_Data for the task_.
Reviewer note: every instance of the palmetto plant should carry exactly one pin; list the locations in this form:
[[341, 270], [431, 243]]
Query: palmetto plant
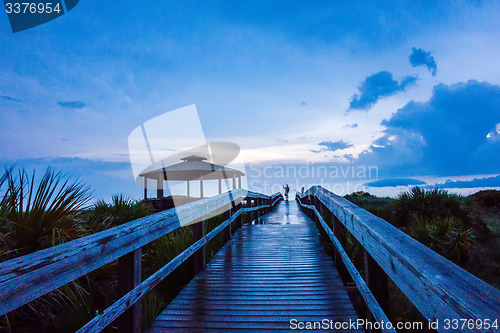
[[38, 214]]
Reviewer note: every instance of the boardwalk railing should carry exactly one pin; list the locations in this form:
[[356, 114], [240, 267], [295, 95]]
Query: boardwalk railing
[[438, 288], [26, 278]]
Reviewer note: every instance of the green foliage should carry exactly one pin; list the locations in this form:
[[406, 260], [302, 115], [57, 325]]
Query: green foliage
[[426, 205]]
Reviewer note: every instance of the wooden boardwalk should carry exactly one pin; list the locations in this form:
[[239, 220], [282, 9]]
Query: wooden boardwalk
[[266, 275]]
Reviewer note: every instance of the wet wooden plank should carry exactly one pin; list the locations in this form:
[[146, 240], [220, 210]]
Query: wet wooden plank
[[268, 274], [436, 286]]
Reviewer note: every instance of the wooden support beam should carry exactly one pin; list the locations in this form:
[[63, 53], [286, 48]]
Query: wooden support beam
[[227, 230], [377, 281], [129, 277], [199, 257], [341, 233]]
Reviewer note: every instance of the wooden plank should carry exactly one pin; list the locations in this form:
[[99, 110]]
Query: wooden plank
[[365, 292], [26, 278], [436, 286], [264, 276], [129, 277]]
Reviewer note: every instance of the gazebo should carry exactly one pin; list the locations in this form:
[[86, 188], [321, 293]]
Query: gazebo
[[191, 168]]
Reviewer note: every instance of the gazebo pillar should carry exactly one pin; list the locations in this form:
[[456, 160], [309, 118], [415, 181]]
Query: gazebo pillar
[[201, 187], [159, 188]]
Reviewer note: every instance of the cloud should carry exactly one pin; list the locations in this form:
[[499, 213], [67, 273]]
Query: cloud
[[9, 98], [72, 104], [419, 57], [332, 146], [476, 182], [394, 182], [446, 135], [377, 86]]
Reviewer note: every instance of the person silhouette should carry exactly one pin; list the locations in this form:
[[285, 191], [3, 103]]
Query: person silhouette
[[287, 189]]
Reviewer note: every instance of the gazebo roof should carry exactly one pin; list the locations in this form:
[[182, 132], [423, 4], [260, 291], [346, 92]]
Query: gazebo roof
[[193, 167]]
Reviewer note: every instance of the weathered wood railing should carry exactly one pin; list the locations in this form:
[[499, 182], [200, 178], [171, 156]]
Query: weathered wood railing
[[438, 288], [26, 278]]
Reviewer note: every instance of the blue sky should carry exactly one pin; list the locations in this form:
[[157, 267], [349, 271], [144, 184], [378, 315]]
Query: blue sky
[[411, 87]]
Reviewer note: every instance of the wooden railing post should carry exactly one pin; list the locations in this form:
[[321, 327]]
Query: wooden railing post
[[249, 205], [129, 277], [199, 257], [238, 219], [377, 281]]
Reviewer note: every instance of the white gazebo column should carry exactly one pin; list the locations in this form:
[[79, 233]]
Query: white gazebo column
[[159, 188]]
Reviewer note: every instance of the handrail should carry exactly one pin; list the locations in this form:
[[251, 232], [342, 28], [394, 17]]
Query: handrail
* * *
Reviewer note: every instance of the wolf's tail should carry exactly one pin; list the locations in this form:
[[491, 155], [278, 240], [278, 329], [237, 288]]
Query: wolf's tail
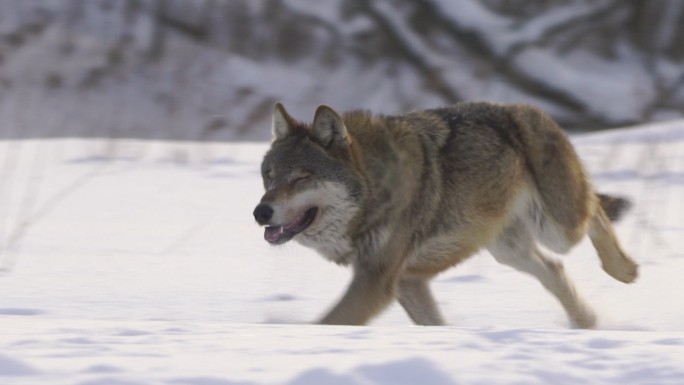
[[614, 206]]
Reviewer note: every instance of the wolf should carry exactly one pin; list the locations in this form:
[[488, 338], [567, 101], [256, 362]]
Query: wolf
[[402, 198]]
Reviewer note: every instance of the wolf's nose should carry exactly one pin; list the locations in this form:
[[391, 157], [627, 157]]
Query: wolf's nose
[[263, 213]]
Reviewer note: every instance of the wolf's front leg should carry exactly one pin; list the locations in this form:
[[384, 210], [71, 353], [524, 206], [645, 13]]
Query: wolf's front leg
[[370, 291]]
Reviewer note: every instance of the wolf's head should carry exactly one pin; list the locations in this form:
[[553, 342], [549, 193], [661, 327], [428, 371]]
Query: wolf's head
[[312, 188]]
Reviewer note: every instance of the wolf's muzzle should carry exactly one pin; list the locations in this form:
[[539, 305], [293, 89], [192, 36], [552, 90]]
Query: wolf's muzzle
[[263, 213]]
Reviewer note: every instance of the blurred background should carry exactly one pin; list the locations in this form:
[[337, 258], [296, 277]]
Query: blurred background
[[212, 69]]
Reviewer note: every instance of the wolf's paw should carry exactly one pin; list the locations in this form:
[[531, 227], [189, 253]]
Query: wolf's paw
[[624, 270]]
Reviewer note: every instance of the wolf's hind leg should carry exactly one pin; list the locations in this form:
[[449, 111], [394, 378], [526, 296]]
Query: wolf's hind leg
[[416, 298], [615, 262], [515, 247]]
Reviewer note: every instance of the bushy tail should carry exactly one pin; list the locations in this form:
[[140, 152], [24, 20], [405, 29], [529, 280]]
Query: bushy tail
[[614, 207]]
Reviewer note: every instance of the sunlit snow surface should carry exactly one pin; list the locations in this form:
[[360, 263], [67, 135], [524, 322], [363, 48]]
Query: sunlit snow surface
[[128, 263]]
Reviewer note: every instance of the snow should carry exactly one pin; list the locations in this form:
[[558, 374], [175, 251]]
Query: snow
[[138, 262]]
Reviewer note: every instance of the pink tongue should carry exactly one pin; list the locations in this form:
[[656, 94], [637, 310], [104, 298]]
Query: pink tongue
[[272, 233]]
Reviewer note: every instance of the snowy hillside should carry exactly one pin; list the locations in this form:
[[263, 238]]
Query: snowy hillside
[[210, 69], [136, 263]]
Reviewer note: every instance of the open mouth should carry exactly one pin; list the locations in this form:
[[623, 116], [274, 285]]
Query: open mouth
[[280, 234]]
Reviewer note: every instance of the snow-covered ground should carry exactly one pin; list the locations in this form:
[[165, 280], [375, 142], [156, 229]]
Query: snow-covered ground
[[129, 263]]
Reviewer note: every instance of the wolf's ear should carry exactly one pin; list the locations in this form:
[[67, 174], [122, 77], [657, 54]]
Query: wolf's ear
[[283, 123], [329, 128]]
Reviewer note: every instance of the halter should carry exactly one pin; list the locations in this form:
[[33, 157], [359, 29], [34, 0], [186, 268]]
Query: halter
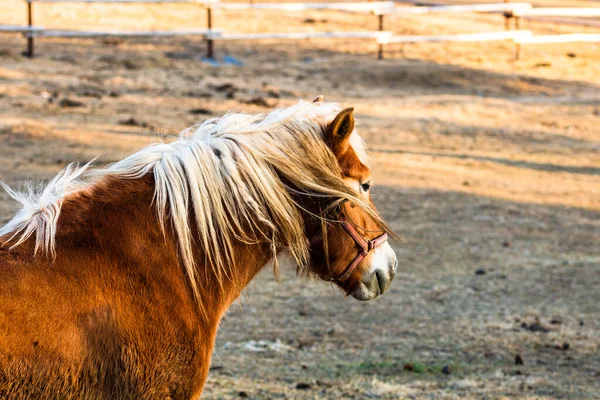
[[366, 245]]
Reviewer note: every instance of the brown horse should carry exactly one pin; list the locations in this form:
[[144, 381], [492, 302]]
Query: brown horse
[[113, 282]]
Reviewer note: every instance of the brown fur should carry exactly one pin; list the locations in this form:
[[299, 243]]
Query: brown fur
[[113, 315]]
...
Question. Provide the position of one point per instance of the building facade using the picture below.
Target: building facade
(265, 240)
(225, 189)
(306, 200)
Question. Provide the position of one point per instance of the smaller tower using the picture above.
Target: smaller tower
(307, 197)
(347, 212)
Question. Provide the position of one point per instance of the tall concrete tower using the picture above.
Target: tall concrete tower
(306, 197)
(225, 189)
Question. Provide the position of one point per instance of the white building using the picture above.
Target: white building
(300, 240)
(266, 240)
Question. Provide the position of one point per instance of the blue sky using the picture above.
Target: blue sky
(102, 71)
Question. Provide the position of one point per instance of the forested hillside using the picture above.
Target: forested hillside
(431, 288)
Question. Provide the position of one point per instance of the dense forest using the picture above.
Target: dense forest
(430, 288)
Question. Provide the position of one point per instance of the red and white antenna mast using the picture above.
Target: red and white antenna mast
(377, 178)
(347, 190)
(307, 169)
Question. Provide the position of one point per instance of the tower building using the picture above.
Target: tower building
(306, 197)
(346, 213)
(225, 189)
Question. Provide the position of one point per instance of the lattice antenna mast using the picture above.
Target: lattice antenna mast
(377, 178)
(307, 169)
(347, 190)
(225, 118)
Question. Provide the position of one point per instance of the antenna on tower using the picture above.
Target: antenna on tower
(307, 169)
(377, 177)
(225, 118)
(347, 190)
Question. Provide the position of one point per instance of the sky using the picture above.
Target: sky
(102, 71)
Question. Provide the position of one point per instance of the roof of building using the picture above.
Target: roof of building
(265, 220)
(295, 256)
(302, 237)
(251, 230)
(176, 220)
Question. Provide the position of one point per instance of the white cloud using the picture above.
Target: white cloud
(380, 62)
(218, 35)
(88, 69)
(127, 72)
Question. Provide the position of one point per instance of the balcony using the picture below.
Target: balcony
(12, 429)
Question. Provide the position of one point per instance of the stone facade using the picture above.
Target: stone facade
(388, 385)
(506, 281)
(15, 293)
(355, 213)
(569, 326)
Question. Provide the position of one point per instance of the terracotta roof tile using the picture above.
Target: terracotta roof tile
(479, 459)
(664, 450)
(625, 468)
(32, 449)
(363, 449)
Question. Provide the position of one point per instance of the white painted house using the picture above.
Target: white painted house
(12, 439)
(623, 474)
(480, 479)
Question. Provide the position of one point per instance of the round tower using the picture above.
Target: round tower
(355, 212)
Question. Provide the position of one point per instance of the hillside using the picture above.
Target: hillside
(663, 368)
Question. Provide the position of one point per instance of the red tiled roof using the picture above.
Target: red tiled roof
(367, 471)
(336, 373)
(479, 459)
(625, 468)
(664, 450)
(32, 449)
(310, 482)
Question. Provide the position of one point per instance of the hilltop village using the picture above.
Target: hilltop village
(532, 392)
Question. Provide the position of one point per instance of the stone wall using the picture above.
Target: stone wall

_Instructions for the task_. Number of lines holding "below" in the material: state it with no other words.

_Solution_. 2